# Excerpt to read
• • •
Discovering Linux kernel subsystems used by a workload

Authors:

Shuah Khan <skhan@linuxfoundation.org>
Shefali Sharma <sshefali021@gmail.com>

Key Points

Understanding system resources necessary to build and run a workload is important.
Linux tracing and strace can be used to discover the system resources in use by a workload. The completeness of the system usage information depends on the completeness of coverage of a workload.
Performance and security of the operating system can be analyzed with the help of tools like perf, stress-ng, paxtest.
Once we discover and understand the workload needs, we can focus on them to avoid regressions and use it to evaluate safety considerations.

In our previous blog Discovery Linux Kernel Subsystems used by OpenAPS, we gathered a higher level of information about the OpenAPS usage. It isn’t ideal that this higher information doesn’t tell us the system usage by individual OpenAPS commands. As an example, we won’t be able to clearly identify which system calls are invoked when a user queries insulin pump status.

Continuing on our work, we identified a process for gathering fine grained information about system resources necessary to run a workload on Linux. This process can then be applied to any workload including individual OpenAPS commands and important use-cases. As an example, what subsystems are used when a user queries the insulin pump status.
• • •
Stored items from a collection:
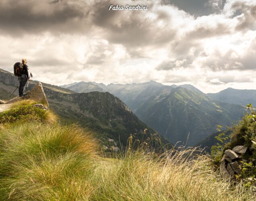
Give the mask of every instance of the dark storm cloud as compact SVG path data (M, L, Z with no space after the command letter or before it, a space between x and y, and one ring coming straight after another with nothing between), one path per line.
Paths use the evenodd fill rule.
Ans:
M2 0L0 32L17 37L24 33L85 31L85 1ZM83 25L84 27L83 27Z

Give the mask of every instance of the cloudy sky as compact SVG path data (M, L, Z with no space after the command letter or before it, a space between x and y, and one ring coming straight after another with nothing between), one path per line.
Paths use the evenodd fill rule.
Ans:
M110 5L148 10L109 10ZM256 0L1 0L0 68L55 85L256 89Z

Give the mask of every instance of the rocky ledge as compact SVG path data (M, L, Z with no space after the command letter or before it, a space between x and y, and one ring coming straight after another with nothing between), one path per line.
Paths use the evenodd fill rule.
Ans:
M17 96L6 101L5 103L13 103L21 100L33 100L38 103L41 103L49 108L49 104L46 97L43 86L41 82L39 82L31 91L27 92L27 94L24 96Z
M247 147L236 146L232 150L227 150L221 160L220 170L227 180L235 178L235 175L240 173L244 163L248 163L244 156L250 155L250 150ZM249 163L254 164L255 161L250 161Z

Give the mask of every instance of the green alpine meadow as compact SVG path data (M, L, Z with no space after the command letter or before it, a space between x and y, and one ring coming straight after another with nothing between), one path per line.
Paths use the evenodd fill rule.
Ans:
M22 100L0 113L1 200L255 198L253 186L226 180L194 149L157 153L131 137L122 152L106 155L89 130L60 123L34 103Z

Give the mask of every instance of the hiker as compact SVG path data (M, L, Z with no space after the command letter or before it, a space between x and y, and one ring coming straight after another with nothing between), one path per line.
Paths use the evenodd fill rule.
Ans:
M27 59L22 59L22 68L21 70L21 76L19 76L19 81L20 85L19 86L19 94L20 97L26 95L24 94L24 90L27 82L30 81L29 77L29 72L28 71L28 66L27 65Z

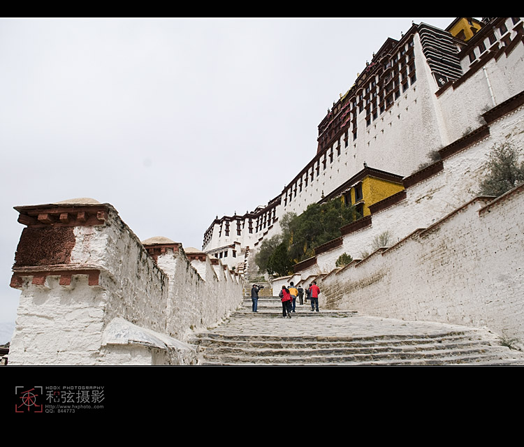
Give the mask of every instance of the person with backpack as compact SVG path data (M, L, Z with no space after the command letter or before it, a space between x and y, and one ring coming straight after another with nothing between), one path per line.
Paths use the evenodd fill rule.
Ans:
M297 290L298 291L298 302L302 305L304 304L304 289L302 288L302 286L298 286Z
M295 288L295 286L292 282L289 283L291 287L289 288L289 293L291 295L291 299L293 300L293 303L291 304L291 312L295 312L295 306L296 305L296 297L298 295L298 291Z
M278 295L282 302L282 316L284 318L286 316L289 318L291 318L291 302L293 301L293 298L287 287L282 286L282 290L280 291Z
M310 290L311 291L311 312L314 312L315 310L315 307L316 307L316 312L319 312L319 295L320 295L320 289L319 288L319 286L316 285L316 281L313 281L313 285L310 287Z

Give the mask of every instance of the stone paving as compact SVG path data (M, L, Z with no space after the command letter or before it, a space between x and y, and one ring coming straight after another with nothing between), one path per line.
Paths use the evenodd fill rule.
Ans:
M278 298L251 298L221 324L198 335L203 365L524 365L485 329L404 321L296 304L284 318Z

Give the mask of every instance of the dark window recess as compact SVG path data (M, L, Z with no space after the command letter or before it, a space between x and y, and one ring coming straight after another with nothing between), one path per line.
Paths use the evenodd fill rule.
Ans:
M357 219L362 219L364 217L364 204L359 203L355 206L355 211L357 212Z
M359 183L355 186L355 202L362 200L362 184Z

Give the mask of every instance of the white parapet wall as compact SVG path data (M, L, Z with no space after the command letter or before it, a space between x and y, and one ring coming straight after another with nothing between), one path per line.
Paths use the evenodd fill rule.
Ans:
M9 365L195 363L191 330L241 303L238 277L169 240L145 247L109 204L16 210L27 227L11 280L21 295Z

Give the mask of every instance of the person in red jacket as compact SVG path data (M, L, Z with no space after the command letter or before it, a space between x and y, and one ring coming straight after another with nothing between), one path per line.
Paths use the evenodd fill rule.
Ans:
M311 312L314 312L315 310L315 307L316 308L316 312L319 312L319 295L320 294L320 289L319 288L319 286L316 285L316 281L313 281L313 285L310 288L311 290Z
M293 302L293 297L291 297L289 291L285 286L282 286L282 290L278 295L282 298L282 316L285 318L287 316L289 318L291 318L291 302Z

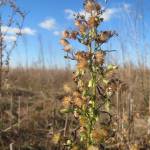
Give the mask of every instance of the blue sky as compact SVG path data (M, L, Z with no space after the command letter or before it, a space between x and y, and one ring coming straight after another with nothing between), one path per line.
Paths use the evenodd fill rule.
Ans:
M138 1L142 1L143 4ZM17 0L17 5L27 12L27 15L23 27L25 34L20 38L18 46L13 51L12 65L25 65L27 60L29 65L38 65L38 59L41 56L40 40L47 66L54 66L55 64L64 66L67 64L68 62L63 59L64 52L59 45L60 33L64 29L74 29L72 14L82 12L82 2L82 0ZM119 33L123 30L119 38L122 41L127 41L129 45L125 48L128 51L134 45L130 44L131 39L129 41L129 38L124 36L128 35L130 25L134 25L131 22L132 17L138 18L137 30L140 29L139 34L141 33L139 37L149 32L150 4L148 0L108 0L108 4L105 4L104 0L99 0L99 2L107 8L104 15L105 22L101 29L113 29ZM137 15L134 15L134 13ZM141 23L142 20L144 20L143 24ZM134 27L131 28L134 29ZM141 38L143 39L143 37ZM119 49L118 41L120 39L111 40L106 47ZM146 36L147 44L149 44L148 39L149 36ZM140 40L138 48L142 48L142 44ZM121 51L118 51L117 56L120 55ZM134 53L132 55L135 56Z

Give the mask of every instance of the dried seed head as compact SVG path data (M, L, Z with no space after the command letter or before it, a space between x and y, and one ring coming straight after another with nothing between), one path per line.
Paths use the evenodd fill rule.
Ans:
M104 63L105 53L103 51L98 51L95 53L96 64L102 65Z
M85 70L88 67L88 61L86 59L83 59L82 61L78 62L77 68L79 70Z
M76 25L77 27L79 27L81 24L82 24L82 23L81 23L81 20L76 20L76 21L75 21L75 25Z
M60 44L65 47L65 46L69 45L69 42L66 39L63 38L63 39L60 40Z
M98 17L92 16L92 17L90 17L90 19L88 20L88 25L89 25L90 28L92 28L92 27L97 27L97 26L99 25L99 22L100 22L100 20L99 20Z
M71 97L70 96L64 97L62 104L65 108L68 108L71 104Z
M98 35L96 38L96 41L99 43L105 43L107 40L109 40L114 34L112 31L104 31Z
M85 8L85 11L88 13L91 13L93 11L99 12L101 10L100 4L98 4L94 0L87 0L84 8Z
M86 30L87 30L87 26L85 24L79 25L79 32L81 34L84 34L86 32Z
M90 145L87 150L99 150L97 146Z
M68 85L68 84L64 84L64 91L66 93L71 93L72 92L72 88Z
M69 38L69 35L70 35L70 33L67 30L63 31L63 33L62 33L63 38Z
M93 10L95 10L95 3L93 1L88 0L85 3L85 11L91 13Z
M81 127L85 127L87 125L88 120L85 117L79 118L79 123Z
M95 142L100 142L108 136L108 132L105 129L94 129L92 131L92 138Z

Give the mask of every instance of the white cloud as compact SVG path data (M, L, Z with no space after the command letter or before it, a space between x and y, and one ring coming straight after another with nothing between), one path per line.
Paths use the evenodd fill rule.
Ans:
M125 12L130 12L130 9L131 9L131 5L130 4L128 4L128 3L124 3L123 4L123 10Z
M8 27L8 26L2 26L1 30L2 30L3 33L7 33L7 34L22 33L22 34L26 34L26 35L34 35L36 33L35 30L33 30L29 27L19 29L19 28L13 28L13 27Z
M111 19L111 17L117 12L118 12L118 9L109 8L109 9L105 10L102 17L104 18L105 21L109 21ZM67 14L67 19L74 19L74 14L77 14L77 12L75 12L71 9L65 9L65 13ZM85 15L86 19L89 18L89 16L90 16L90 14L85 12L84 10L81 10L79 13L82 15Z
M51 30L51 29L54 29L54 28L55 28L55 26L56 26L56 21L55 21L55 19L53 19L53 18L49 18L49 19L46 19L46 20L44 20L43 22L41 22L41 23L39 24L39 26L40 26L41 28L44 28L44 29L47 29L47 30Z
M74 14L76 14L76 12L71 9L65 9L65 13L67 14L67 19L74 19Z
M54 34L55 36L59 36L61 33L60 33L59 31L54 31L53 34Z
M103 13L102 18L104 18L104 21L109 21L112 18L112 16L117 12L118 10L116 8L108 8Z
M8 36L4 36L4 40L8 42L14 42L17 40L17 37L15 35L8 35Z

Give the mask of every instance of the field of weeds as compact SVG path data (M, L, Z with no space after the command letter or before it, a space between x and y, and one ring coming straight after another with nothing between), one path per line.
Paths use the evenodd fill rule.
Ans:
M73 24L49 17L36 30L28 15L32 26L50 2L39 16L28 3L0 0L0 150L149 150L148 2L68 2L82 6L63 8ZM45 51L42 29L60 51Z

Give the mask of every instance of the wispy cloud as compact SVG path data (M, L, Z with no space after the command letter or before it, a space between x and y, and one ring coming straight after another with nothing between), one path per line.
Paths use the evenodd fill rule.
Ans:
M77 14L77 12L73 11L72 9L65 9L64 12L67 15L67 19L74 19L74 15ZM116 8L109 8L106 9L102 17L105 21L109 21L116 13L118 12L118 9ZM79 11L80 14L85 15L86 18L90 16L89 13L85 12L84 10Z
M22 34L26 34L26 35L35 35L35 33L36 33L35 30L33 30L29 27L19 29L19 28L13 28L13 27L8 27L8 26L2 26L1 30L2 30L3 33L7 33L7 34L22 33Z
M4 40L7 42L14 42L17 40L17 37L15 35L6 35L4 36Z
M64 11L67 15L67 19L74 19L74 14L76 14L75 11L73 11L72 9L65 9Z
M131 10L131 5L130 4L128 4L128 3L123 3L123 10L125 11L125 12L130 12L130 10Z
M51 30L56 27L56 20L54 18L45 19L39 26L43 29Z
M53 34L54 34L55 36L59 36L59 35L61 35L61 32L60 32L60 31L54 31Z

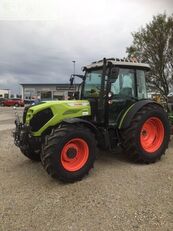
• • •
# Assigned task
Repeat the write-up on Linux kernel subsystems starting with "Linux tracing and" and going on through "perf, stress-ng, paxtest.", substituting "utilities" for "tools".

# Response area
Linux tracing and strace can be used to discover the system resources in use by a workload. The completeness of the system usage information depends on the completeness of coverage of a workload.
Performance and security of the operating system can be analyzed with the help of utilities like perf, stress-ng, paxtest.